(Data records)
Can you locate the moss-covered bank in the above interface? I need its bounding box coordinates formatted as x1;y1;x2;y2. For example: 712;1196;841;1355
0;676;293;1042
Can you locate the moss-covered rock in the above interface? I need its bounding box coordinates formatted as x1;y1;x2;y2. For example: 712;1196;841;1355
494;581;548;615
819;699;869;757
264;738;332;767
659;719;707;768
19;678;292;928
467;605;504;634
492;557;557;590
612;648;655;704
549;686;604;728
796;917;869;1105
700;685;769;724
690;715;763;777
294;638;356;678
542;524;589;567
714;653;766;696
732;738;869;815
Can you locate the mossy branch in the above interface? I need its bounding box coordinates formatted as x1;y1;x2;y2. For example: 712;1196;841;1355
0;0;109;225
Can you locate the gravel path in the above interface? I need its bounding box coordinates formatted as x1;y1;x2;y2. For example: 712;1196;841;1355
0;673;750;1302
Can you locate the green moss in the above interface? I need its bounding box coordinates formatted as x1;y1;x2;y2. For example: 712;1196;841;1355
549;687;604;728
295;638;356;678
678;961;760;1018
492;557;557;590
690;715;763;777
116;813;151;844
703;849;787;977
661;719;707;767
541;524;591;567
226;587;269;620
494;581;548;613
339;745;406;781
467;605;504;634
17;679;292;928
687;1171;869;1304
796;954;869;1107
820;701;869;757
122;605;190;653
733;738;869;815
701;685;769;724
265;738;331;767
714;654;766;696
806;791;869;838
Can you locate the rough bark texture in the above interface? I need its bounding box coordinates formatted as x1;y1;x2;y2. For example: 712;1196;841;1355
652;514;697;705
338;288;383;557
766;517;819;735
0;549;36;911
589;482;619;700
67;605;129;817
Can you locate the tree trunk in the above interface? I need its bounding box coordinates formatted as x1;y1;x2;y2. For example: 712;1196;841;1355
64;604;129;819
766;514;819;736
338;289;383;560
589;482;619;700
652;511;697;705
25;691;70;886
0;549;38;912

◆ **Exercise aim**: Copy out all of the material above line for line, changing nothing.

◆ **Result of this task**:
Can you locate the moss-covered bank in the above interface? I need its bounding box coordinates formatted as x1;y1;x2;y2. For example: 712;1196;841;1355
0;676;293;1042
Can you locate the moss-covered rock in the above interface? I need its bounding box coordinates formatted as x1;y1;x2;y2. For example: 712;1196;841;1355
494;581;548;615
819;699;869;757
264;738;332;767
659;719;707;768
19;678;292;928
467;605;504;634
492;557;557;590
612;648;655;704
549;686;604;728
796;917;869;1105
700;685;769;724
690;715;763;777
294;638;356;678
542;524;589;567
714;653;766;696
732;738;869;815
Can you locate the mossy branch in the above interface? I need its bounding box coordinates formatted as x1;y1;x2;y2. For example: 712;1196;841;1355
0;0;109;225
Can you locate the gravel path in the above interface? I need its bounding box coordinates formatted as x1;y1;x2;y2. For example: 712;1196;841;1355
0;673;750;1302
Can you locate the green moss in the above interface? I need its bounding box coordinates formatted as x1;y1;x2;y2. For example: 712;1196;841;1355
549;687;604;728
295;638;356;678
678;961;760;1018
492;557;557;590
690;715;763;777
116;813;151;844
703;849;787;977
661;719;707;767
541;524;591;567
226;587;269;620
494;581;548;613
339;745;406;781
467;605;504;634
17;679;292;928
687;1171;869;1304
796;954;869;1107
820;701;869;757
122;605;190;653
733;738;869;815
701;685;769;724
265;738;331;767
714;654;766;696
806;791;869;838
Can you locate the rough bark texture in the above interface? I need its bounding box coordinates formatted as x1;y1;x2;y2. For example: 712;1196;841;1355
652;514;697;705
338;288;383;557
766;517;819;735
0;549;36;911
589;482;619;700
67;605;129;817
Can you locate the tree trunk in the above interface? I need its bounding box coordinates formatted as x1;y1;x2;y2. For example: 712;1196;841;1355
64;604;129;819
766;514;819;736
338;289;383;560
589;482;619;700
652;511;697;705
25;691;70;886
0;549;38;912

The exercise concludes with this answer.